Rewrite the lines from the one with "of the boulder." up to and including the last line, requests included. Raise every point coordinate in the answers by 14.

- [ENTRIES SUPPLIED]
— start —

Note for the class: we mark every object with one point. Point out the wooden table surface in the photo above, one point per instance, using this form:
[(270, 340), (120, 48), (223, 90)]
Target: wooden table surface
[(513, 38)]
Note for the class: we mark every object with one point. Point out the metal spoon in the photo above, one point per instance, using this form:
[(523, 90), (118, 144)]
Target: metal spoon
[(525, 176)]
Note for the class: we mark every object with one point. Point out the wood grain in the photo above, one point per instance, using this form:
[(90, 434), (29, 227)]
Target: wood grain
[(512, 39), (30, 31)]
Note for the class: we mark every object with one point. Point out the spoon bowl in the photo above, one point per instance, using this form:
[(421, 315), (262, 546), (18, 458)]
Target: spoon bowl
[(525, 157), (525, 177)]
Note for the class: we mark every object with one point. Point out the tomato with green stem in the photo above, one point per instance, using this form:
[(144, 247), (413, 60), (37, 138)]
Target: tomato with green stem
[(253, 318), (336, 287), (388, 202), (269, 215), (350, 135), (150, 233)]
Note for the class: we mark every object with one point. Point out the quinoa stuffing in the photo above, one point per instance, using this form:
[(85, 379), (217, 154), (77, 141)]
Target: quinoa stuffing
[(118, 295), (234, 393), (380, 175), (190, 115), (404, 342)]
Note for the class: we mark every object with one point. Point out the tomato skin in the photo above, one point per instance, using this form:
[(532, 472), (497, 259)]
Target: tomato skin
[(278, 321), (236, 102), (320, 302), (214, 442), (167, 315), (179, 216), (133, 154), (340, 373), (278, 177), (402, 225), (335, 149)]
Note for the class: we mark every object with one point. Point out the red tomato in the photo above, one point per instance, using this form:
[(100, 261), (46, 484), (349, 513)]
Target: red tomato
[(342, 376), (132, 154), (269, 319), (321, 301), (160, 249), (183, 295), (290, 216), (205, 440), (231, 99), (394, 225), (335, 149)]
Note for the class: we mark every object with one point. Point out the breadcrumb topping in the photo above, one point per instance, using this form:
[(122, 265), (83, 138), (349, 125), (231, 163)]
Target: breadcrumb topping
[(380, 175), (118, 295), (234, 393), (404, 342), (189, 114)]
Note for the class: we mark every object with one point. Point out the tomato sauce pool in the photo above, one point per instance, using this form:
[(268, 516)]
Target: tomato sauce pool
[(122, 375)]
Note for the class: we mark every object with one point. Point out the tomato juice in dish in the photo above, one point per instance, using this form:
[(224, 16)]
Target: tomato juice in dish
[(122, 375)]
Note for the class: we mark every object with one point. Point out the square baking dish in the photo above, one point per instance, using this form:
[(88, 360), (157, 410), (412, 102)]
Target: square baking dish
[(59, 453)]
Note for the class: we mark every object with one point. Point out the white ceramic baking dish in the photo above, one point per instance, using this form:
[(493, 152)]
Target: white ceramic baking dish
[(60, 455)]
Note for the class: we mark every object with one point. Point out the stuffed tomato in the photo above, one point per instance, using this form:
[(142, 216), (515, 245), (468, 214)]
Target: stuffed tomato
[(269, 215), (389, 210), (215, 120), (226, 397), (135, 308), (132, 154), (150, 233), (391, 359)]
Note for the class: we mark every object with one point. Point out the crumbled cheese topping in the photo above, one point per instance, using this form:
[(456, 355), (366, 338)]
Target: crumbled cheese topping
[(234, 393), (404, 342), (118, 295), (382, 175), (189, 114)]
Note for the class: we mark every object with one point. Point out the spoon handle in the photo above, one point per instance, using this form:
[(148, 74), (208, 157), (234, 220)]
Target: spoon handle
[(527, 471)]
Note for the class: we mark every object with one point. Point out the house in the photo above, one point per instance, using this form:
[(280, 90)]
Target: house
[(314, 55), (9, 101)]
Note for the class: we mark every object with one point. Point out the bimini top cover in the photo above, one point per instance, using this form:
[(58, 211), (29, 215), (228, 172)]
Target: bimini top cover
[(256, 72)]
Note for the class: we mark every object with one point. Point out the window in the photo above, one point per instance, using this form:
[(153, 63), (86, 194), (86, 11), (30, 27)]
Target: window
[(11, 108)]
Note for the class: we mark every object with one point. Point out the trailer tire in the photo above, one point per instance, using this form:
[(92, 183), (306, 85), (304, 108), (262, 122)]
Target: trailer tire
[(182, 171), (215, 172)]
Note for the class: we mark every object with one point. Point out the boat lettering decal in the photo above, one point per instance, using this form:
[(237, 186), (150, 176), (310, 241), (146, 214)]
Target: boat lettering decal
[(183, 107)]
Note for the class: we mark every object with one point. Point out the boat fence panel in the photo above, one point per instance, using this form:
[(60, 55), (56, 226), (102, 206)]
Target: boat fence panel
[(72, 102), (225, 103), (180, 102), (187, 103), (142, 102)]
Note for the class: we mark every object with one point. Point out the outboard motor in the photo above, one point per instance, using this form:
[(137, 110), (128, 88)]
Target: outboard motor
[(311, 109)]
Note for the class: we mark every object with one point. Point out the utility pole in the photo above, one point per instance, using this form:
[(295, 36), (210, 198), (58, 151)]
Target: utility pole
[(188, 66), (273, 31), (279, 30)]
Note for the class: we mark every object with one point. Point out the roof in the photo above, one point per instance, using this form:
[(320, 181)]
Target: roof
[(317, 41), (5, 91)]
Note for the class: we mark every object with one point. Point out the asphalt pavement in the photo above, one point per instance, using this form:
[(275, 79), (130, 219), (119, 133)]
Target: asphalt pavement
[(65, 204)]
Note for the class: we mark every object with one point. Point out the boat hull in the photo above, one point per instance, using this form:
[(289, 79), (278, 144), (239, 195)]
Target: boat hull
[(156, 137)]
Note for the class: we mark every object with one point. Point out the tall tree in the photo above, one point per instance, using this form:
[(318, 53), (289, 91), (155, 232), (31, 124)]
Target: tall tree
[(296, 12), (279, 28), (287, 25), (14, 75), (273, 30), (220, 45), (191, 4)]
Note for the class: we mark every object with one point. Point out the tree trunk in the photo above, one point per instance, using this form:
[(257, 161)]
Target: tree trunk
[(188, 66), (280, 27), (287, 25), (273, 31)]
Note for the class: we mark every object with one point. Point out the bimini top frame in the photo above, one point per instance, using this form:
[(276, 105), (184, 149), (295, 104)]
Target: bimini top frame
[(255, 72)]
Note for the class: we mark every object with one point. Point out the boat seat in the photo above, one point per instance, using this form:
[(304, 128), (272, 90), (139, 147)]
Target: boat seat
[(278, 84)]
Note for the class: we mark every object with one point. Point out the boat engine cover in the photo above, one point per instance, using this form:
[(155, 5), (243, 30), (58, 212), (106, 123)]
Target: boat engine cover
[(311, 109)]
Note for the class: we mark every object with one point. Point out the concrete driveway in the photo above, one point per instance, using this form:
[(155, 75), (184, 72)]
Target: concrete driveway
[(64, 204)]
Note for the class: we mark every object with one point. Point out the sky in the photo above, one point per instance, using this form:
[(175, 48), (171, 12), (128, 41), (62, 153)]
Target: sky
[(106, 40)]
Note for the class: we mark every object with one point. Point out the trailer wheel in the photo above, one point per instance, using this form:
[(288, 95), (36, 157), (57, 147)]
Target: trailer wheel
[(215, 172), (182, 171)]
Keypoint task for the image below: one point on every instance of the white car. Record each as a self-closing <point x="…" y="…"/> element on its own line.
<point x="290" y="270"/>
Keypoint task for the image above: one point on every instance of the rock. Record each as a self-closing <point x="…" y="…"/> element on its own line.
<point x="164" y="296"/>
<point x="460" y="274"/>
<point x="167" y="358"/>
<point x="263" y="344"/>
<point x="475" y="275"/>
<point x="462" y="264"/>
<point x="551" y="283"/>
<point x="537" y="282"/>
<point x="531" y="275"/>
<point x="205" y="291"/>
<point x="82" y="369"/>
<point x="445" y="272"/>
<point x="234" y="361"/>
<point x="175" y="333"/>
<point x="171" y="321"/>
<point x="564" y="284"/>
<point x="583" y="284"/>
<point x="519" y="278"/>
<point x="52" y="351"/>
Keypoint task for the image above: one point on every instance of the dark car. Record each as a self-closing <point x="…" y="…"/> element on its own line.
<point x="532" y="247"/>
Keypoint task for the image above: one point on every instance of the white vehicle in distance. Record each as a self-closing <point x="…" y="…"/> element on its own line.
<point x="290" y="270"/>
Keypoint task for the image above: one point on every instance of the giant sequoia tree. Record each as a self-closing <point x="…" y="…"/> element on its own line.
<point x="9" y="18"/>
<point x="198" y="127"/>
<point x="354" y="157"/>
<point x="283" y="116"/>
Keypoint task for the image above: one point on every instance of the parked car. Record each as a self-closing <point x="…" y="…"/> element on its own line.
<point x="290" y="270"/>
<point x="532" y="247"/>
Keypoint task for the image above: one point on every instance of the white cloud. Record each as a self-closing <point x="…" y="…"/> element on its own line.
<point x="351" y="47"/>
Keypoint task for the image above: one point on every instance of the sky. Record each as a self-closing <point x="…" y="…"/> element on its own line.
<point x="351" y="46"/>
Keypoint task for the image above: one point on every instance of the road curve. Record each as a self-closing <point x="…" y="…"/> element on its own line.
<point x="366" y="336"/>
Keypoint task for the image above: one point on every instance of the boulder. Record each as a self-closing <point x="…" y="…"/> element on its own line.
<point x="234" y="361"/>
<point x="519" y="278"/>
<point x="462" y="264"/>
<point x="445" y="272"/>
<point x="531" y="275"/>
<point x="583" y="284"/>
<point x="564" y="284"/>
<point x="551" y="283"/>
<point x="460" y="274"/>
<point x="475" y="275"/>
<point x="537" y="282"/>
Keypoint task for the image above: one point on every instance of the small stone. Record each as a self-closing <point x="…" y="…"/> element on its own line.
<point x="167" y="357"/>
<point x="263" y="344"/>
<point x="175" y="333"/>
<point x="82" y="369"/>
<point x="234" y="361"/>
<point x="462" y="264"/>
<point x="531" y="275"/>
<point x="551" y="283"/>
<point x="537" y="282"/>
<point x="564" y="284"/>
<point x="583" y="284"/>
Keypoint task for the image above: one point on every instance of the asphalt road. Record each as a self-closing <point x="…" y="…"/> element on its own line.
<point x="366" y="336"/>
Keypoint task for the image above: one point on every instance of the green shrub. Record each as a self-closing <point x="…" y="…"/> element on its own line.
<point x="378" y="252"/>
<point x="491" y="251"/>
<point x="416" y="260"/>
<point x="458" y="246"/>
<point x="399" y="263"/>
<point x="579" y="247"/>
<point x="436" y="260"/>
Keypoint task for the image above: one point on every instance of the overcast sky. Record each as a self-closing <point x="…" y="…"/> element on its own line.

— end —

- [ANSWER TO THIS TASK]
Keypoint task for the image above: one point on every instance of the boulder. Record each as a self-closing <point x="…" y="…"/> element on its own line.
<point x="248" y="375"/>
<point x="533" y="292"/>
<point x="476" y="278"/>
<point x="459" y="286"/>
<point x="545" y="289"/>
<point x="597" y="298"/>
<point x="578" y="298"/>
<point x="565" y="297"/>
<point x="474" y="288"/>
<point x="489" y="289"/>
<point x="551" y="296"/>
Keypoint task for the image above: one point on every instance of the small stone. Record each as a self-closing <point x="…" y="…"/> element on its own line.
<point x="181" y="371"/>
<point x="277" y="358"/>
<point x="189" y="347"/>
<point x="96" y="383"/>
<point x="248" y="375"/>
<point x="476" y="278"/>
<point x="545" y="289"/>
<point x="565" y="297"/>
<point x="551" y="296"/>
<point x="578" y="298"/>
<point x="597" y="298"/>
Keypoint task for the image above: one point on every instance of the asphalt road. Record each as a self-closing <point x="…" y="…"/> element on its own line.
<point x="380" y="350"/>
Keypoint task for the image above: one point on every instance of the green shrub. Record each as a self-closing <point x="…" y="…"/> element on its own line.
<point x="392" y="266"/>
<point x="505" y="265"/>
<point x="430" y="274"/>
<point x="472" y="260"/>
<point x="413" y="277"/>
<point x="593" y="261"/>
<point x="450" y="274"/>
Keypoint task for the image above: one point on every instance of the overcast sky. Record each as a self-closing <point x="…" y="…"/> element on its own line.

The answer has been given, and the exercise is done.